Extrait du texte:
- - - - -
Roger Teillet est né
le 25 janvier 1914 à Périgueux, en Dordogne. Engagé
en 1935 au titre de la Base Aérienne de Rabat, le Caporal Teillet
est admis comme élève pilote le 3 juin 1936. Breveté
4 mois plus tard, il est promu Sergent et affecté le 9 mars
1937 à la 1ere Escadrille du GC I/1
qui est encore équipée le 3 septembre 1939 de ses vieux
Dewoitine 510. Le Groupe se transforme sur Bloch MB 152 à moteur
14 N-25 en octobre 1939. Au cours d'une campagne de tir réalisée
au cours de l'hiver, Teillet se révèle être l'un
des plus mauvais tireur du Groupe, image qu'il ne tardera pas à
contredire au combat. Le 1 avril 1940, il est promu Sergent-Chef,
alors qu'à la même époque le Groupe échange
ses MB 152 à moteur 14 N-25 contre des appareils à moteur
N-49 plus puissants.
CAMPAGNE
DE FRANCE
12 mai 1940. Le GC I/1 a détaché
la plupart de ses avions à Couvron, près de Laon, de
façon à pouvoir opérer au-dessus de la Belgique.
Couverture Namur - Wavre - Tirlemont - Hannut, entre 18 h3 0 et 19
h 00, par une patrouille triple. Un Do 215 est probablement abattu
par quatre pilotes (voir récit du combat de Germain
Coutaud). Bien que cette victoire figure sur le carnet de vol
de Teillet, qui participait à
la mission avec le Bloch 152 n°571, elle ne lui est pas accordée
officiellement.
- - - - -
Données présentées:
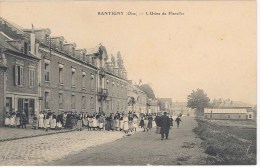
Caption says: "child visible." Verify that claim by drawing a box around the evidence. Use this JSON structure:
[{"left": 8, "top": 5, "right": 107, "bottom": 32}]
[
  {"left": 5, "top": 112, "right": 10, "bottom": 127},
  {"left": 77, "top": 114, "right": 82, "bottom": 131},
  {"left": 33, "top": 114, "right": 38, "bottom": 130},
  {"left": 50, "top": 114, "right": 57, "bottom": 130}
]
- - - - -
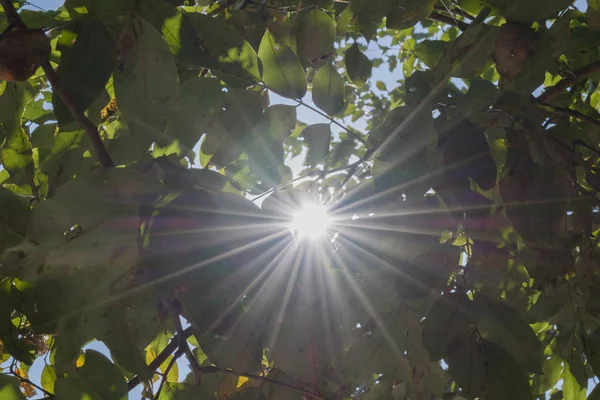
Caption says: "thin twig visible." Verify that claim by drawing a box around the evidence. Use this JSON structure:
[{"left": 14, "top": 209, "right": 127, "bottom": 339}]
- - - - -
Consigne: Dans le texte sur Roger Teillet, recopiez la partie qui commence par les mots contenant « Couverture Namur - Wavre » et se termine par « officiellement. ». Renommez au passage « Bloch 152 » en « MB 152 ».

Réponse attendue:
Couverture Namur - Wavre - Tirlemont - Hannut, entre 18 h3 0 et 19
h 00, par une patrouille triple. Un Do 215 est probablement abattu
par quatre pilotes (voir récit du combat de Germain
Coutaud). Bien que cette victoire figure sur le carnet de vol
de Teillet, qui participait à
la mission avec le MB 152 n°571, elle ne lui est pas accordée
officiellement.